### DOCUMENT EXCERPT
Screenwriting : Logline by Don Zorbas

Don Zorbas

Logline

Hi folks, would love to hear your thoughts on my logline. Thanks. "When a Neo-Nazi extremist receives a heart transplant and falls in love with his donor's sister, members of his cruel gang soon discover she is African American and forces him to make a choice, just before they conduct an all out race war. "

Richard Allis

I think it's pretty good. A bit on the long side. I think you can cut the "soon" and just have "discover". If you can find a couple more words like that to cut, it would be good. But the logline flows well and shows what's at stake. Have you written the script?

William Martell

Is the main conflict inside the character's head/heart or external where we can see it on screen? This also seems like a single decision story that may not be able to escalate and fill two hours with conflict.

Don Zorbas

Hi, yes the script is almost done and its external where we can see it. Thanks guys!

Alexander Q²

Interesting....

Shawn Speake

That's solid story consulting, Lisa. Good question.

Don Zorbas

Lisa, this is a great a point. But I think I can pull it off.

### RECORDED INFORMATION
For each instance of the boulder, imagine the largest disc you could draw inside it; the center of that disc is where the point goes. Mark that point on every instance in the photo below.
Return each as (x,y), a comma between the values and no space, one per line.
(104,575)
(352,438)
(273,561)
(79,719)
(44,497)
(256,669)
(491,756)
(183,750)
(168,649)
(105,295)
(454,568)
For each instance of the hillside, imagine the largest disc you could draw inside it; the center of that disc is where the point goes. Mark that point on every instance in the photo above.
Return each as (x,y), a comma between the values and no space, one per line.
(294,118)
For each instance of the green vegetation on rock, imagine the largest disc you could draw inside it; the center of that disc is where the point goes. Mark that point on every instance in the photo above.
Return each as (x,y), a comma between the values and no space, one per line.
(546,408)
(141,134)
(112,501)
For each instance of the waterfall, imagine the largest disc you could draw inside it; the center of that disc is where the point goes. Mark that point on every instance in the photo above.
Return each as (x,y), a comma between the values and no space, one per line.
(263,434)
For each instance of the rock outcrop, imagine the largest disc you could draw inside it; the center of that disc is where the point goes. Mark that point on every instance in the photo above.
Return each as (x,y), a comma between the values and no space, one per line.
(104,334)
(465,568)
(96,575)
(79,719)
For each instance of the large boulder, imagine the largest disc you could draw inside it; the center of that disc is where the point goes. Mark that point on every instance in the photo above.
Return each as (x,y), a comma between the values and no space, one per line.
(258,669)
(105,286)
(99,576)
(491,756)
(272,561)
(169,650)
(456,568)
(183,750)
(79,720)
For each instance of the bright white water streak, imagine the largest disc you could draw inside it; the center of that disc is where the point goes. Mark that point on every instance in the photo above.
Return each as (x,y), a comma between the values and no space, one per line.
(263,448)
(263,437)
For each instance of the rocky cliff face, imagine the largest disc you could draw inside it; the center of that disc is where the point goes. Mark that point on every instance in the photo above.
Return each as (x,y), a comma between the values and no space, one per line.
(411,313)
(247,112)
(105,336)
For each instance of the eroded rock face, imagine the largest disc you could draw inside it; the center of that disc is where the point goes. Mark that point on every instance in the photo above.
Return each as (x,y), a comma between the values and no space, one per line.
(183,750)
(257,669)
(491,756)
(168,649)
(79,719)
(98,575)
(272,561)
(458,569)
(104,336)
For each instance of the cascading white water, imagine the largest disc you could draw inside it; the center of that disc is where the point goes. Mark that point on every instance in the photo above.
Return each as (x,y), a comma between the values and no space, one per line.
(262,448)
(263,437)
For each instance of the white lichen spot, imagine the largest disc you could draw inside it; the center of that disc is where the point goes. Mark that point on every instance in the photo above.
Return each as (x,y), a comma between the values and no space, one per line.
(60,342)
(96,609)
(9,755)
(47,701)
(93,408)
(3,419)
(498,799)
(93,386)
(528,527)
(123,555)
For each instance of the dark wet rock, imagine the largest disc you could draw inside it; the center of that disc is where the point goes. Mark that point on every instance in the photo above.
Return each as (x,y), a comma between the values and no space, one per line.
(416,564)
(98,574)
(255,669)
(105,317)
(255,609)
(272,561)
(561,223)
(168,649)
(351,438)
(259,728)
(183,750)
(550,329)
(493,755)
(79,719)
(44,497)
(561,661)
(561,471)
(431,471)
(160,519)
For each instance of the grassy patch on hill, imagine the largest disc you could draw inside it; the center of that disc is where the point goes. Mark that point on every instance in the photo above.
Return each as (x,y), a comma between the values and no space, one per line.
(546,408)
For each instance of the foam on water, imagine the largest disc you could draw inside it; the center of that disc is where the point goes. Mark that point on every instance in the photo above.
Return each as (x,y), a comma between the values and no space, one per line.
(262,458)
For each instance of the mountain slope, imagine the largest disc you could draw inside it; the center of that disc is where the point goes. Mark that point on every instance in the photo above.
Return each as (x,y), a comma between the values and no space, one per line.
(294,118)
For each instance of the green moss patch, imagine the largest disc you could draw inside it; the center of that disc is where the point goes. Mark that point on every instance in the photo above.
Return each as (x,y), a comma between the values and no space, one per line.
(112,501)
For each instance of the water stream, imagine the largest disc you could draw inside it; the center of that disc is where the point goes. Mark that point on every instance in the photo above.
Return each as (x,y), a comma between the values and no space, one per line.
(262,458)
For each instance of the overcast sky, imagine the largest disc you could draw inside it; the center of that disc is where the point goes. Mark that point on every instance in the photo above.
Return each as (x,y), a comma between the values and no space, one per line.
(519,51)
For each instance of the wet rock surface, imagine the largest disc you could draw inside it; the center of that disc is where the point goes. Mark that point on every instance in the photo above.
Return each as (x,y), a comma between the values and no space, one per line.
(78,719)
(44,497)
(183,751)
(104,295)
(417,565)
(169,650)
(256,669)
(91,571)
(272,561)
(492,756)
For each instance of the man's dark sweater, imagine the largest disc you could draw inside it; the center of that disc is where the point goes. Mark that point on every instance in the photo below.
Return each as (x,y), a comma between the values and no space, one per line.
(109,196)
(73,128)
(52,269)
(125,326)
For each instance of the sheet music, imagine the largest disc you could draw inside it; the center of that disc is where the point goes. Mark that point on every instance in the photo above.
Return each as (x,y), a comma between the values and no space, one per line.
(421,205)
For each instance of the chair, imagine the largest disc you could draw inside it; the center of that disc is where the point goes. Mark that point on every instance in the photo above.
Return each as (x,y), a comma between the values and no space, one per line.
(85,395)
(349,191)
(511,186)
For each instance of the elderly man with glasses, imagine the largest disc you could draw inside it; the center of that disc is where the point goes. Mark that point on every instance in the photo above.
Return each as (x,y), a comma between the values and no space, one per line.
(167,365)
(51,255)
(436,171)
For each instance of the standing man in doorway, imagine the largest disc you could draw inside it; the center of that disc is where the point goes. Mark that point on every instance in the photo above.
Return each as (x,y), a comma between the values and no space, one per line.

### REQUEST 1
Rewrite the logline discussion between "Richard Allis" and "hours with conflict.", inclusive, swapping "conflict" for "tension".
### REQUEST 2
Collect every line of the records that contains the string "green", treating case as significant.
The logline discussion and the records have no connection to each other.

### FULL RESPONSE 1
Richard Allis

I think it's pretty good. A bit on the long side. I think you can cut the "soon" and just have "discover". If you can find a couple more words like that to cut, it would be good. But the logline flows well and shows what's at stake. Have you written the script?

William Martell

Is the main tension inside the character's head/heart or external where we can see it on screen? This also seems like a single decision story that may not be able to escalate and fill two hours with tension.

### FULL RESPONSE 2
For each instance of the green vegetation on rock, imagine the largest disc you could draw inside it; the center of that disc is where the point goes. Mark that point on every instance in the photo above.
For each instance of the green moss patch, imagine the largest disc you could draw inside it; the center of that disc is where the point goes. Mark that point on every instance in the photo above.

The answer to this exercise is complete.